PASSAGE: Begin

Paperless offices have been talked about for nearly 50 years, but offices didn't budge until recently. In recent years, it has become mainstream, urged on by the emergence of smart phones, tablet computers, various types of cloud computing, and collaboration software. Documents that contain a large amount of important information are stored in an electronic form. Integrating this information into the digital workflow is the essence of paperless office. It greatly simplifies the office processes, reduces operation costs, and improves work efficiency. Quickly and accurately accessing this information is key. Therefore, Optical Character Recognition (ORC) becomes crucial.
OCR can identify text in pictures and scanned copies, and extract it to editable text. There is no need for manual conversion. This "eyesight" and its reading ability is similar to human eyesight. In fact, OCR is not a new concept. Research for OCR started in the 1960s and 1970s. However, due to the high cost of hardware, slow turnaround, and high requirements on input quality, OCR was not widely used. In recent years, the efficiency and accuracy of text recognition has been greatly improved for commercial use, due to the development of artificial intelligence and image recognition technologies.
As a company with millions of sales orders around the world, quickly and accurately dealing with large amounts of documents has become difficult. Huawei aggregates basic capabilities such as AI, IoT, computing, and storage to resolve such problems.
Challenges
Considering the diversity of customers and application scenarios, OCR faces several challenges.
- The scanned documents usually have line interference, missing formatting, tilt, low light, distortion, and noise, which makes character location difficult.
- Font, font size, color, and stroke width are not fixed, and the stroke direction is arbitrary. Decimal points, approximate English numbers, special symbols, conjunctions, and creative words are easily missed or misidentified.
- There are a wide variety of languages, and mixes of languages such as Chinese and English. This makes it difficult to identify the language.
- Forms often have seals (covering words), undefined lines (text overflow, and intersection of tables). This interferes with text recognition and greatly affects accuracy.
- Photographing text causes problems such as noise, blurring, light changes, deformation, and complex background interference. This is a challenge for accurate text location and recognition.
One by One Break Down
HUAWEI CLOUD OCR breaks through the preceding challenges with image preprocessing, form text positioning, certificate text positioning and extraction, and ensemble learning technologies. These have created a measured improvement.
First, the latest deep learning model is used for preprocessing to separate table lines and seals from the text. This eliminates their interference and eliminates noise, greatly simplifying subsequent text identification and layout analysis, and improving accuracy. The recognition rate and recall rate of HUAWEI CLOUD OCR are now at the top of the industry because of its advanced deep learning model, transferred learning model optimization, and hundreds of millions of training samples.

PASSAGE: End
EXCERPTED RECORDS: Begin

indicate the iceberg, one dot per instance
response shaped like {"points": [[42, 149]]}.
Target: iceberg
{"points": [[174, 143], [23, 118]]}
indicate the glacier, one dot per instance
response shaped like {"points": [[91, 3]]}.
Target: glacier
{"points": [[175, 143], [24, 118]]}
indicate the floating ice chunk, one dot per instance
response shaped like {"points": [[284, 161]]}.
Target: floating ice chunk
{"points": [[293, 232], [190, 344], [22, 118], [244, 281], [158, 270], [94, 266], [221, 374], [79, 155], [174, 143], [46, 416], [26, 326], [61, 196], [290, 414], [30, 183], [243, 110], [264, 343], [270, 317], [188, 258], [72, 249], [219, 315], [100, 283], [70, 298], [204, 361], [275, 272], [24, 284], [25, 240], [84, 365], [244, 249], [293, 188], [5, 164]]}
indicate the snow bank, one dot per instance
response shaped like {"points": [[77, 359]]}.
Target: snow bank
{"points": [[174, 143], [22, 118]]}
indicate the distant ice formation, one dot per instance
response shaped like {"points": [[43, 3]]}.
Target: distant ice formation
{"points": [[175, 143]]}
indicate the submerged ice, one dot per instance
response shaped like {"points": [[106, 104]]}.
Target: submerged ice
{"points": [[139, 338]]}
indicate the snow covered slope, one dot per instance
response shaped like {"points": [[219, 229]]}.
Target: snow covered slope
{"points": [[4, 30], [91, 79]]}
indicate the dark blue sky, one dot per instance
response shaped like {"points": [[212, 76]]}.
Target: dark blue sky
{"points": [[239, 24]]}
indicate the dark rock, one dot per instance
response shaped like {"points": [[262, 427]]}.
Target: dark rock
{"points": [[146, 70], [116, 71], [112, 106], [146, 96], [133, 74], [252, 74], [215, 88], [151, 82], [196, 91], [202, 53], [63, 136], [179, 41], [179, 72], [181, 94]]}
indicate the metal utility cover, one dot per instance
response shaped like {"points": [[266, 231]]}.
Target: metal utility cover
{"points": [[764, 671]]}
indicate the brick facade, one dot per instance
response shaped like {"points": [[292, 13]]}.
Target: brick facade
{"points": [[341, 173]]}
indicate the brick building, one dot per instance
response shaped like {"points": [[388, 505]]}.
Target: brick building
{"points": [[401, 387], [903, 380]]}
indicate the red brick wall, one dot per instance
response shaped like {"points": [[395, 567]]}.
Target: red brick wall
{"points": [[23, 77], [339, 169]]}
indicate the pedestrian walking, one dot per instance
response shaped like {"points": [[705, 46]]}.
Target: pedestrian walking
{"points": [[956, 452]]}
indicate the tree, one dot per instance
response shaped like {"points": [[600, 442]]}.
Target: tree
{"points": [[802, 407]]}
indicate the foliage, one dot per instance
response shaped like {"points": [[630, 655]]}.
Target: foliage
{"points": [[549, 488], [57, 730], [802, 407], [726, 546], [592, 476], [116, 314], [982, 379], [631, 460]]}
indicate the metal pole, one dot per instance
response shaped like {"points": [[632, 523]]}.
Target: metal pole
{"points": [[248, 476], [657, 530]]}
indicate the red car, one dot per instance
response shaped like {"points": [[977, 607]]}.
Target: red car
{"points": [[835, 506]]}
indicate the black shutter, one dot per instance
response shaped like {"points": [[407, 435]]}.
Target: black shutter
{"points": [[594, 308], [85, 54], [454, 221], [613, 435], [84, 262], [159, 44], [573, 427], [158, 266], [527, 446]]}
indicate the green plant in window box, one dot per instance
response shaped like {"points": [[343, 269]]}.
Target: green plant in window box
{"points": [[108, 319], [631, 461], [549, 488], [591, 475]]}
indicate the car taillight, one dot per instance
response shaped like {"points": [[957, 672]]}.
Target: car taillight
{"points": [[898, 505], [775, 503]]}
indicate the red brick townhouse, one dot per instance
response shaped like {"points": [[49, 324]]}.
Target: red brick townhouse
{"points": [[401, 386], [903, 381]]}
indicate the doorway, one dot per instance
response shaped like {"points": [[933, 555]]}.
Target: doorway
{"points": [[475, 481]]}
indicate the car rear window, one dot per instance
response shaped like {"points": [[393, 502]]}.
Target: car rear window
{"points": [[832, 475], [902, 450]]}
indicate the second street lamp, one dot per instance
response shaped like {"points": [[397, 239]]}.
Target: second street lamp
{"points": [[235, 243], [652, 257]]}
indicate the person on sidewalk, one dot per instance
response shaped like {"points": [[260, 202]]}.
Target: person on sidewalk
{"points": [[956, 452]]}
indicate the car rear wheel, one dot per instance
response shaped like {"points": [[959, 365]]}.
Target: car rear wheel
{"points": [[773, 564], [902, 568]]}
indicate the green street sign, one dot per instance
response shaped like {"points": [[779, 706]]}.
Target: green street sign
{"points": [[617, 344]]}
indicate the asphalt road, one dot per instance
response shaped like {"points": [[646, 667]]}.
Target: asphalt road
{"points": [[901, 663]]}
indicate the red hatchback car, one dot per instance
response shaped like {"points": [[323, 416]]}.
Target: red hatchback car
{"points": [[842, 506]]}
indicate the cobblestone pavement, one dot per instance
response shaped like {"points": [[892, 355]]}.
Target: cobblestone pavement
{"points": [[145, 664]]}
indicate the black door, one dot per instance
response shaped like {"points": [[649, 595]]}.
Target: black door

EXCERPTED RECORDS: End

- **EXERCISE REQUIREMENTS**:
a – Decide whether each statement agrees with the paperless-office article, answering yes or no and quoting the deciding words: (i) research on OCR began in the 1960s and 1970s; (ii) OCR saw wide early use because its hardware was inexpensive; (iii) HUAWEI CLOUD OCR preprocessing uses a deep learning model to separate table lines and seals from the text.
b – Duplicate the stretch of the paperless-office article from "- Forms often" through "greatly affects accuracy.".

- **ANSWERS BELOW**:
a –
(i) Yes: "Research for OCR started in the 1960s and 1970s."
(ii) No: "due to the high cost of hardware, slow turnaround, and high requirements on input quality, OCR was not widely used."
(iii) Yes: "the latest deep learning model is used for preprocessing to separate table lines and seals from the text."

b –
- Forms often have seals (covering words), undefined lines (text overflow, and intersection of tables). This interferes with text recognition and greatly affects accuracy.